Keangkuhan Qarun semakin tidak terkendali. Ia tampil di hadapan publik dengan menunjukkan kemewahan dan kekuasaannya, seolah ingin menunjukkan bahwa ia adalah pusat dunia. Dengan penuh kebanggaan, ia mempertontonkan aset dan kedudukannya yang luar biasa, hingga membuat banyak orang terpesona. Orang-orang yang hanya memandang kehidupan dunia sebagai tujuan utama mereka pun berkata, “Betapa beruntungnya dia! Seandainya kita memiliki harta dan kedudukan seperti itu, tentu hidup kita akan sempurna.”
Distribusi Rezeki: Solusi Cerdas dari Allah
Allah berfirman, “Dia menurunkan dengan proporsi yang Dia kehendaki.” Ini mencerminkan solusi cerdas dari Allah. Dia tidak mendistribusikan rezeki secara berlebihan kepada semua hamba-Nya, karena kelimpahan yang tak terkendali dapat memicu sikap egois, superioritas, dan ketidakpedulian terhadap sesama, layaknya sikap Qarun.
Sebaliknya, Allah mengatur rezeki dengan kalkulasi presisi, sesuai dengan hikmah dan kehendak-Nya. Hal ini sejalan dengan firman-Nya di Surah Ar-Rahman ayat 7-9,
وَٱلسَّمَآءَ رَفَعَهَا وَوَضَعَ ٱلْمِيزَانَ (7) أَلَّا تَطْغَوْا۟ فِى ٱلْمِيزَانِ (8) وَأَقِيمُوا۟ ٱلْوَزْنَ بِٱلْقِسْطِ وَلَا تُخْسِرُوا۟ ٱلْمِيزَانَ (9)
“Dan langit telah ditinggikan-Nya dan Dia telah menetapkan keseimbangan, agar kalian jangan melanggar keseimbangan itu. Dan tegakkanlah timbangan itu dengan adil dan janganlah kamu mengurangi keseimbangan itu.”
Ayat ini menegaskan bahwa segala sesuatu di alam semesta, termasuk rezeki, diatur dengan takaran dan neraca yang adil dan terukur. Ini bukanlah semata-mata kebetulan, melainkan bagian dari rencana ilahi yang penuh makna. Ada hamba yang diberi kemakmuran untuk menguji kesyukurannya, ada yang diberi kecukupan untuk menjaga keseimbangan hidup, dan ada yang dibatasi untuk melatih kesabaran. Perbedaan distribusi rezeki kepada hamba-hamba-Nya bukanlah karena Dia kikir, melainkan demi menjaga kemaslahatan manusia.

^^^^^^^^

Tugas Pengerjaan
A. Salinlah sebagian kutipan bacaan di atas tanpa mengubah satu huruf pun, mulai dari kata-kata yang memuat "Keangkuhan Qarun semakin" dan berhenti setelah "layaknya sikap Qarun.".
B. Ringkaslah paragraf dalam kutipan bacaan di atas yang diawali "Ayat ini menegaskan" menjadi daftar poin singkat yang tetap memuat fakta-fakta utamanya.

Baris Data
^^^^^^^^

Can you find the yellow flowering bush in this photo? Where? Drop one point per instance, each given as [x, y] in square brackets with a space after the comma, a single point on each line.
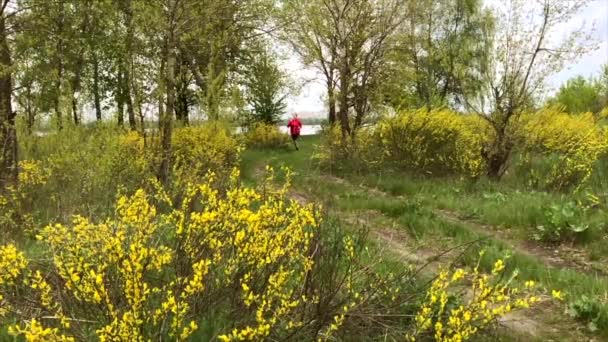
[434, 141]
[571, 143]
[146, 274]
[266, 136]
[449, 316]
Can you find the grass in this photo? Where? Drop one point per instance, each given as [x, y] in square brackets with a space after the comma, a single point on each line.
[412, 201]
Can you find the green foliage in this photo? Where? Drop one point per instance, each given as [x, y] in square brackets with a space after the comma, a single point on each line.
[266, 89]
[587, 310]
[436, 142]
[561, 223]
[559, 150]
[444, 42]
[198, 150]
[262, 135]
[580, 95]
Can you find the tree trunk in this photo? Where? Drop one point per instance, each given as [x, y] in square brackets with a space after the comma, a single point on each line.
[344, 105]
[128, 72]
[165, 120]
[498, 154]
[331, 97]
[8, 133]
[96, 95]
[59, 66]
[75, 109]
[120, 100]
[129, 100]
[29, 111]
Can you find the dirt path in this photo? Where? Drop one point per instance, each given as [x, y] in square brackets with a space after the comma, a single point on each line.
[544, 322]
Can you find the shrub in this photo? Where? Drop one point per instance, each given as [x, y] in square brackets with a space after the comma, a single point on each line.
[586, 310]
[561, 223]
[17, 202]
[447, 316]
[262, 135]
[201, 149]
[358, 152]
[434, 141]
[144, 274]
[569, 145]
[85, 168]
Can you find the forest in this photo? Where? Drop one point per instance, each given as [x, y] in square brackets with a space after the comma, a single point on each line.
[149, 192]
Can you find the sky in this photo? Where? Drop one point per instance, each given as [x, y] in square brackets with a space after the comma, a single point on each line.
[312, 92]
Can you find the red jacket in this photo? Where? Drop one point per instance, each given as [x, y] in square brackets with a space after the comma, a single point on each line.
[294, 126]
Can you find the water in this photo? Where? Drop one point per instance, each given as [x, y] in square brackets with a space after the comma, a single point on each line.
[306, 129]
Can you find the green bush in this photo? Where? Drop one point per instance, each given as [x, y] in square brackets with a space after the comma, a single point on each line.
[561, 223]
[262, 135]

^^^^^^^^

Daftar Jawaban
A.
Keangkuhan Qarun semakin tidak terkendali. Ia tampil di hadapan publik dengan menunjukkan kemewahan dan kekuasaannya, seolah ingin menunjukkan bahwa ia adalah pusat dunia. Dengan penuh kebanggaan, ia mempertontonkan aset dan kedudukannya yang luar biasa, hingga membuat banyak orang terpesona. Orang-orang yang hanya memandang kehidupan dunia sebagai tujuan utama mereka pun berkata, “Betapa beruntungnya dia! Seandainya kita memiliki harta dan kedudukan seperti itu, tentu hidup kita akan sempurna.”
Distribusi Rezeki: Solusi Cerdas dari Allah
Allah berfirman, “Dia menurunkan dengan proporsi yang Dia kehendaki.” Ini mencerminkan solusi cerdas dari Allah. Dia tidak mendistribusikan rezeki secara berlebihan kepada semua hamba-Nya, karena kelimpahan yang tak terkendali dapat memicu sikap egois, superioritas, dan ketidakpedulian terhadap sesama, layaknya sikap Qarun.

B.
- Segala sesuatu di alam semesta, termasuk rezeki, diatur dengan takaran dan neraca yang adil dan terukur.
- Hal ini bukan kebetulan, melainkan bagian dari rencana ilahi yang penuh makna.
- Ada hamba yang diberi kemakmuran untuk menguji kesyukurannya, ada yang diberi kecukupan untuk menjaga keseimbangan hidup, dan ada yang dibatasi untuk melatih kesabaran.
- Perbedaan distribusi rezeki bukan karena Allah kikir, melainkan demi menjaga kemaslahatan manusia.